# baseball



## LittleBucker (Dec 22, 2008)

how many of you play baseball i do im on a traveling team and my reagular team is tied for 2nd:wink:


----------



## outdoorkid1 (Nov 20, 2010)

Yup, Play in the pony league with bow hunter11.


----------



## NEhunter22 (Jan 17, 2011)

Hey outdoorkid1 where do you play?


----------



## outdoorsman3 (Nov 15, 2010)

I used to.. its just WAYYY to boring for me.. thats why I went to golf :wink:


----------



## [email protected] (Jun 15, 2011)

I play in the pony league. What positions do y'all play?


----------



## outdoorkid1 (Nov 20, 2010)

[email protected] said:


> I play in the pony league. What positions do y'all play?


 I play every position but right field :teeth:


outdoorsman3 said:


> I used to.. its just WAYYY to boring for me.. thats why I went to golf :wink:


 Don't get me started on how boring I think golf is lol


NEhunter22 said:


> Hey outdoorkid1 where do you play?


I play in seward, david city, crete, valparaiso, north bend and a few other places.


----------



## NEhunter22 (Jan 17, 2011)

▶ RECORDS TO USE:
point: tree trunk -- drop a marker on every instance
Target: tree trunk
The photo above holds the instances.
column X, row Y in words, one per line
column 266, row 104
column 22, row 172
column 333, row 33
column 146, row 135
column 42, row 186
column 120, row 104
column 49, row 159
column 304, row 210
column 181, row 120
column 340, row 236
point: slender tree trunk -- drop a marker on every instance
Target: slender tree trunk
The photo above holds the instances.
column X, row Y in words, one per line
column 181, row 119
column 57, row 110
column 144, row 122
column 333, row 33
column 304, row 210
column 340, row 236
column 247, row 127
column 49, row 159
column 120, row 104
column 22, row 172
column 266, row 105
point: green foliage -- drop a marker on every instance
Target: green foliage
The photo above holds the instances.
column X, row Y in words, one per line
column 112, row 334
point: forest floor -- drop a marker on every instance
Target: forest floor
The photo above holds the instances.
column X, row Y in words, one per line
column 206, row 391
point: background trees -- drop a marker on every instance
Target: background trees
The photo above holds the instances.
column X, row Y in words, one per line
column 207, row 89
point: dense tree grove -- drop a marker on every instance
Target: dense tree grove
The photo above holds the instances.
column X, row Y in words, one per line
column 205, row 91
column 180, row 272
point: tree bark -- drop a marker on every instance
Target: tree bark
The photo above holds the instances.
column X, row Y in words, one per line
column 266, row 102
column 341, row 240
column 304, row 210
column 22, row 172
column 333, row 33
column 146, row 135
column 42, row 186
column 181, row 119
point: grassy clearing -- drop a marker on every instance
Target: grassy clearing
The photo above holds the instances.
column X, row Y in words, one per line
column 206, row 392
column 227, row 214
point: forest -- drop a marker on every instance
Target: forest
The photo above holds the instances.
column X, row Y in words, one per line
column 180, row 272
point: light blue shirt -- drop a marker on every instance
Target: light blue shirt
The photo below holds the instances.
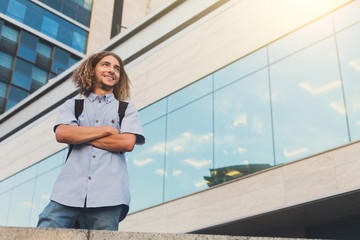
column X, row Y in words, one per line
column 98, row 175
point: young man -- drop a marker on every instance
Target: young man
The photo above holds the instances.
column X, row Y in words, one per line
column 92, row 191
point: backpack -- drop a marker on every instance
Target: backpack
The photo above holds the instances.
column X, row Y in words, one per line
column 79, row 106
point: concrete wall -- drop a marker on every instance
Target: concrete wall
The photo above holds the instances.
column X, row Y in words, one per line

▶ TASK SET:
1: Can you give an updated version of the baseball thread from the words "Don't get me" through "few other places.", with "golf" changed to "soccer"?
2: Could you echo the part of the entries that opens with the line containing "point: forest floor" and closes with the line containing "column 79, row 106", both lines included, with the pictures left out?

▶ REPLIES:
1:
Don't get me started on how boring I think soccer is lol


NEhunter22 said:


> Hey outdoorkid1 where do you play?


I play in seward, david city, crete, valparaiso, north bend and a few other places.

2:
point: forest floor -- drop a marker on every instance
Target: forest floor
The photo above holds the instances.
column X, row Y in words, one per line
column 206, row 391
point: background trees -- drop a marker on every instance
Target: background trees
The photo above holds the instances.
column X, row Y in words, one per line
column 207, row 89
point: dense tree grove -- drop a marker on every instance
Target: dense tree grove
The photo above holds the instances.
column X, row Y in words, one per line
column 205, row 91
column 180, row 272
point: tree bark -- drop a marker on every instance
Target: tree bark
The photo above holds the instances.
column X, row Y in words, one per line
column 266, row 102
column 341, row 240
column 304, row 210
column 22, row 172
column 333, row 33
column 146, row 135
column 42, row 186
column 181, row 119
point: grassy clearing -- drop a marker on every instance
Target: grassy clearing
The photo above holds the instances.
column X, row Y in words, one per line
column 206, row 392
column 227, row 214
point: forest -- drop a marker on every instance
Target: forest
The photo above holds the instances.
column X, row Y in words, one per line
column 180, row 272
point: light blue shirt -- drop a marker on every instance
Target: light blue shirt
The photo below holds the instances.
column X, row Y in words, one per line
column 98, row 175
point: young man -- drop a marker on every instance
Target: young man
The photo above holds the instances.
column X, row Y in words, one per line
column 92, row 191
point: backpack -- drop a marker on every instance
Target: backpack
The photo above holds the instances.
column X, row Y in words, one per line
column 79, row 106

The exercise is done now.